Aim of the exercise
Copy out the data line by line exactly, from its start to the line bearing "Find the blue", inclusive.
[Opening Given entries section]
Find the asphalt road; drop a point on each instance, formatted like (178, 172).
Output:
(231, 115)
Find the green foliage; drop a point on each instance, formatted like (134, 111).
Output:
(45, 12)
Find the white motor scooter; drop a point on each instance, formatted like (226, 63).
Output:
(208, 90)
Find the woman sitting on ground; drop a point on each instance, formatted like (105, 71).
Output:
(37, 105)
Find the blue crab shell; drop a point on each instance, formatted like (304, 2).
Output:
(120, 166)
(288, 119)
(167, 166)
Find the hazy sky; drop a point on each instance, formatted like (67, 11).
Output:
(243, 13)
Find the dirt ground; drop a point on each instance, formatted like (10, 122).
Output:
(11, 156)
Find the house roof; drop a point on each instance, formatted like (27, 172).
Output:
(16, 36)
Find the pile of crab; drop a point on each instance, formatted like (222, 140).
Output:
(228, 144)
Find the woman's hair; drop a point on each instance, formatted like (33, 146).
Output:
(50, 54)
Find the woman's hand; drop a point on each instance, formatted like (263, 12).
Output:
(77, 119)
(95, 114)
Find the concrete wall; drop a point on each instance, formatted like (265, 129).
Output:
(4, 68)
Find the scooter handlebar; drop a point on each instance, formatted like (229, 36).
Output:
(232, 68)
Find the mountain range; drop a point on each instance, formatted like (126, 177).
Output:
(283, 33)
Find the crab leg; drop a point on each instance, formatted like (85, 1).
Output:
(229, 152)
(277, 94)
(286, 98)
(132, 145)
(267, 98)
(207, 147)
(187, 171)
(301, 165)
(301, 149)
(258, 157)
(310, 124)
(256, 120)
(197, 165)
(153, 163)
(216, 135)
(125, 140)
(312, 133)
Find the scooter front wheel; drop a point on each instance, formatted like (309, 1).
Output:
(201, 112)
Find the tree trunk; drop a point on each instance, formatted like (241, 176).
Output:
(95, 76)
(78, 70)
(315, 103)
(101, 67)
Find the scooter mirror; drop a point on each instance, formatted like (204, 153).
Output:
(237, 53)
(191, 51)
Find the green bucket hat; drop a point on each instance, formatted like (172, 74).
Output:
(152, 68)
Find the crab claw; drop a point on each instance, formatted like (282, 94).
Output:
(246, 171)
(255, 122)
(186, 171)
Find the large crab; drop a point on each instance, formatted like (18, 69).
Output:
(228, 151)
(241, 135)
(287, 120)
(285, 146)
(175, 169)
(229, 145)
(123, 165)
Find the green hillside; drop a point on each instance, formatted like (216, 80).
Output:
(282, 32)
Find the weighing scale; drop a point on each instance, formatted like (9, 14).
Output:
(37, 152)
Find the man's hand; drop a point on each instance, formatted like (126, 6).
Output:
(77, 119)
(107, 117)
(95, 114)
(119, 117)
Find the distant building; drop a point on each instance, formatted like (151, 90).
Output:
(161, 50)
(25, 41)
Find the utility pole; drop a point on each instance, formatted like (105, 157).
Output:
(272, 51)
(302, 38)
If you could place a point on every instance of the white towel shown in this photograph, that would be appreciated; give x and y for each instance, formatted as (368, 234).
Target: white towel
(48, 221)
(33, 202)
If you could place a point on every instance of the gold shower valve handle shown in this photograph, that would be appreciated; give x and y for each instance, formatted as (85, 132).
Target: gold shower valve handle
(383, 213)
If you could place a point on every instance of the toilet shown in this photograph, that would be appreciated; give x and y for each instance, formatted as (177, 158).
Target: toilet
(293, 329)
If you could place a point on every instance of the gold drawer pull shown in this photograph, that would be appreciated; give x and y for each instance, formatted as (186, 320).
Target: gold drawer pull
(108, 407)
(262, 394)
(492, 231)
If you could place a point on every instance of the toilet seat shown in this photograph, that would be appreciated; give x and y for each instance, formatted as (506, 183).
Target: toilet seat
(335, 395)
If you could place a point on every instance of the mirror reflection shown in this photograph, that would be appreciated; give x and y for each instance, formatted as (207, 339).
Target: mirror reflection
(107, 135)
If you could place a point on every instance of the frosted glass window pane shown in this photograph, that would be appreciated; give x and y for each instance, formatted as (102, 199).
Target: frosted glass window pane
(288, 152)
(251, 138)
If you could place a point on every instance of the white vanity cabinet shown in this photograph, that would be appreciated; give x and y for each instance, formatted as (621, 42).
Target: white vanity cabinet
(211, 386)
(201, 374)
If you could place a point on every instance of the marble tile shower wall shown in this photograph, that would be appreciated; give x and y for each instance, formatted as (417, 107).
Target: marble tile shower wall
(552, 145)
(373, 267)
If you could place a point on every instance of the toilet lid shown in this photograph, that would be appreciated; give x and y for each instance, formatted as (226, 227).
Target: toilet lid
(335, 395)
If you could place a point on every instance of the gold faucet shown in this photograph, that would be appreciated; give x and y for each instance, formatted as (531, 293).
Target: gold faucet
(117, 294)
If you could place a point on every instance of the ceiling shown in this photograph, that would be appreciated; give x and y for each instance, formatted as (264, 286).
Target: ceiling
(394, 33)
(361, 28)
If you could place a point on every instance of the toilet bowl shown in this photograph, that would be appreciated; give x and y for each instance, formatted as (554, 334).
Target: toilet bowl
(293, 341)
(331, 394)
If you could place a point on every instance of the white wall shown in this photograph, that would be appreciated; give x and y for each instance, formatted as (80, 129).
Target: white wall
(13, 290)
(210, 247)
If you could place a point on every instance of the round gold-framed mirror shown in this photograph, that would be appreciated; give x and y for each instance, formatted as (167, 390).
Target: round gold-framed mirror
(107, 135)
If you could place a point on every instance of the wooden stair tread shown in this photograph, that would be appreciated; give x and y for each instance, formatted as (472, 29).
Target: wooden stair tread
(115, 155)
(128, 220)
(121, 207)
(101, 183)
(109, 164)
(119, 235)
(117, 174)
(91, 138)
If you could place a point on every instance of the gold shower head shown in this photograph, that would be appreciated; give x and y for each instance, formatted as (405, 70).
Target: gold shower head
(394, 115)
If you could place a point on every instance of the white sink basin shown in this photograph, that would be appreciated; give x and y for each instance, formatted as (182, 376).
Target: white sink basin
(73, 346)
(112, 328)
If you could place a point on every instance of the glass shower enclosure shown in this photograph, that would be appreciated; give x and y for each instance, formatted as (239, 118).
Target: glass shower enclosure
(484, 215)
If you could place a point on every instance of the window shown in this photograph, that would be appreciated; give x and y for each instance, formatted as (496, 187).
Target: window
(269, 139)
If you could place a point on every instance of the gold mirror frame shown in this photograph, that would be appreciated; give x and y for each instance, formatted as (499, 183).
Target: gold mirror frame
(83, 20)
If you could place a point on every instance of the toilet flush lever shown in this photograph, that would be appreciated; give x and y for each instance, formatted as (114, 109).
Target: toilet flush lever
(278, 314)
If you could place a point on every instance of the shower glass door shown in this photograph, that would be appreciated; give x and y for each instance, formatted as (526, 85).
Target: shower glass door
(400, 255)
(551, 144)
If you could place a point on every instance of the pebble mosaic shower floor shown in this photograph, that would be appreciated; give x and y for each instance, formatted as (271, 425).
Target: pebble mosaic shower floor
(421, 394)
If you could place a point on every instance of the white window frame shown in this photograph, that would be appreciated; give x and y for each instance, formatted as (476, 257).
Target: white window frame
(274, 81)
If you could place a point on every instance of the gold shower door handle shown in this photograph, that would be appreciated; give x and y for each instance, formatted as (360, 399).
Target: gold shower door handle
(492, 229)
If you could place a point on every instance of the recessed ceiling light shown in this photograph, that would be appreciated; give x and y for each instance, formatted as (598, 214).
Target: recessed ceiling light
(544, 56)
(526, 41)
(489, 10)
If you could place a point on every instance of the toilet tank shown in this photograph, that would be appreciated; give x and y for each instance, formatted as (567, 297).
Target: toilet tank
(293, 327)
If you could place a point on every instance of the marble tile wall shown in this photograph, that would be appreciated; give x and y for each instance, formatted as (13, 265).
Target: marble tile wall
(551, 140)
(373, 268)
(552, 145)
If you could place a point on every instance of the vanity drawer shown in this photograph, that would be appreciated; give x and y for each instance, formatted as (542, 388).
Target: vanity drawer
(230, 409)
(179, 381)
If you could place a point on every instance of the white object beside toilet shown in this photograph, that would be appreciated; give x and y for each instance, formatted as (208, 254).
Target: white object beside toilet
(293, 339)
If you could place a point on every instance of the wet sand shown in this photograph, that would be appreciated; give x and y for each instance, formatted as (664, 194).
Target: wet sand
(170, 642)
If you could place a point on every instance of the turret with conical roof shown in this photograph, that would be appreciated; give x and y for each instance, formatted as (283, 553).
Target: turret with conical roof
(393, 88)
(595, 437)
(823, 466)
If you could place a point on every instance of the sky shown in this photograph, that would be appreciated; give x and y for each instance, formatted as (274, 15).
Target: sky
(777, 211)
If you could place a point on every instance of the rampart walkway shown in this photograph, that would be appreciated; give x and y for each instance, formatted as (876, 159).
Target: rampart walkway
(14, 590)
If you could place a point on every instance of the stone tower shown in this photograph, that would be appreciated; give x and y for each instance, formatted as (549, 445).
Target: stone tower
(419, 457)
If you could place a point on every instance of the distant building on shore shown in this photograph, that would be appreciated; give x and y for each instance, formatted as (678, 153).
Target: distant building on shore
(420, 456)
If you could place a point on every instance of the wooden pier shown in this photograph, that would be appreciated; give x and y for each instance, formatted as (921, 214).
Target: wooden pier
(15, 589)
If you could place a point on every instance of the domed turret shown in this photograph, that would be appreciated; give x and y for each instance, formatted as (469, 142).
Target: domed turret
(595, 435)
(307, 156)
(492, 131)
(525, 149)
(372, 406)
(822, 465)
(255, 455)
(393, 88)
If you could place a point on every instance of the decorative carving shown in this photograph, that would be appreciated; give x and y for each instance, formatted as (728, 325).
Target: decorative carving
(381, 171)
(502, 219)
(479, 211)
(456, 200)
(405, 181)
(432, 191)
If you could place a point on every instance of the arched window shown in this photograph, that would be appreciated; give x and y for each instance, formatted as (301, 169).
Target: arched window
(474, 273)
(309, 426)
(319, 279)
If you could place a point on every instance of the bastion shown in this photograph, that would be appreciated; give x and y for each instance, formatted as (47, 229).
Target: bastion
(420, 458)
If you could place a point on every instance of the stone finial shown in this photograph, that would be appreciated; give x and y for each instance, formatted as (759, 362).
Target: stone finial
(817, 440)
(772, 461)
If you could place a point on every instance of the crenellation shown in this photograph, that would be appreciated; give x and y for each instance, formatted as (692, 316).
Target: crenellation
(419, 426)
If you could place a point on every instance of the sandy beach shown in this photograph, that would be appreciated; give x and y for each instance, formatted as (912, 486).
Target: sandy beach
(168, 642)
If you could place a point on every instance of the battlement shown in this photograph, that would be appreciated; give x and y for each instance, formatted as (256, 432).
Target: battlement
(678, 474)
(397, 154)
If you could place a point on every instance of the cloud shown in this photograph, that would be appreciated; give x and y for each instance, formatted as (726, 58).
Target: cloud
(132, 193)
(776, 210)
[Closing Given entries section]
Written solution
Find the asphalt road; drop a point on each instance, formatted like (178, 172).
Output:
(231, 115)
Find the green foliage; drop a point on each instance, formatted like (134, 111).
Output:
(45, 12)
Find the white motor scooter; drop a point on each instance, formatted like (226, 63).
Output:
(208, 90)
Find the woman sitting on ground; drop a point on each instance, formatted like (105, 71).
Output:
(37, 105)
Find the blue crab shell; drop a point on each instance, formatted like (304, 2).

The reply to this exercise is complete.